▶ [Exercise instructions]:
Rewrite all of the items below, changing "instance" to "occurrence" and keeping everything else the same. Leave the pictures out of your answer.

** begin Listed entries **

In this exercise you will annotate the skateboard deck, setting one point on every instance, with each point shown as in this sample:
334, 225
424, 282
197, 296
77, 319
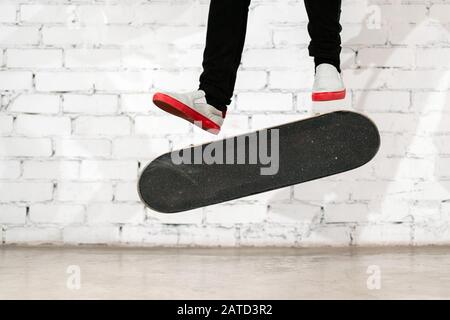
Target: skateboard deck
261, 161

** end Listed entries **

▶ [Result below]:
In this exercise you will annotate the skateboard deck, setting one point on every occurrence, with each point shown as in this sample:
334, 225
424, 282
197, 296
77, 319
Target: skateboard deck
261, 161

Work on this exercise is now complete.